======== TEXT TO READ

Posted on Wednesday, February 15, 2006 - 10:49 am:   Edit Post Delete Post Print Post    Move Post (Moderator/Admin Only)

Scalia Calls Philosophical Foes 'Idiots'
Conservative Justice Dismisses Proponents of 'Living Constitution'
By JONATHAN EWING, AP


PONCE, Puerto Rico (Feb. 14) - People who believe the Constitution would break if it didn't change with society are "idiots," U.S. Supreme Court Justice Antonin Scalia says.

In a speech Monday sponsored by the conservative Federalist Society, Scalia defended his long-held belief in sticking to the plain text of the Constitution "as it was originally written and intended."

"Scalia does have a philosophy, it's called originalism," he said. "That's what prevents him from doing the things he would like to do," he told more than 100 politicians and lawyers from this U.S. island territory.

According to his judicial philosophy, he said, there can be no room for personal, political or religious beliefs.

Scalia criticized those who believe in what he called the "living Constitution."

"That's the argument of flexibility and it goes something like this: The Constitution is over 200 years old and societies change. It has to change with society, like a living organism, or it will become brittle and break."

================
======== ENTRIES

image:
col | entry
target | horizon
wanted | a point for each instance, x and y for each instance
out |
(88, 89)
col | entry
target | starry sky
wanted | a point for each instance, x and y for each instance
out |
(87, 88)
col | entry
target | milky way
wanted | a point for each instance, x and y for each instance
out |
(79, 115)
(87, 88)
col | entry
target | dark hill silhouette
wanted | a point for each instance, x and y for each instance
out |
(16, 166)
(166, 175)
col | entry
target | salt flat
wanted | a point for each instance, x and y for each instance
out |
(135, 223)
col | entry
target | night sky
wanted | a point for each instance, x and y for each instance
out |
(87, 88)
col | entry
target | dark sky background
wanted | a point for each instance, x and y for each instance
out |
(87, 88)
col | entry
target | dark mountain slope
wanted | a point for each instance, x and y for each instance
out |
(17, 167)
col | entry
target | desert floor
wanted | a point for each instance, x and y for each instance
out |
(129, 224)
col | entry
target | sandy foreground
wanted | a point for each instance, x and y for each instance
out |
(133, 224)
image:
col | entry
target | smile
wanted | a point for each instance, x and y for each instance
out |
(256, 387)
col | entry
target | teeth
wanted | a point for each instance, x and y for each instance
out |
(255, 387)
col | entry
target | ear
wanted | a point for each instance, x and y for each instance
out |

================

- **SHORT PROBLEM**
According to the article about Scalia, why does the flexibility argument say the Constitution must change with society? Reply in one to three sentences. Rely only on the article about Scalia, not on the entries.

- **REPLY TO THE EXERCISE**
The Constitution is over 200 years old, and societies change, so the argument holds that it has to change with society like a living organism. If it doesn't, the Constitution will become brittle and break.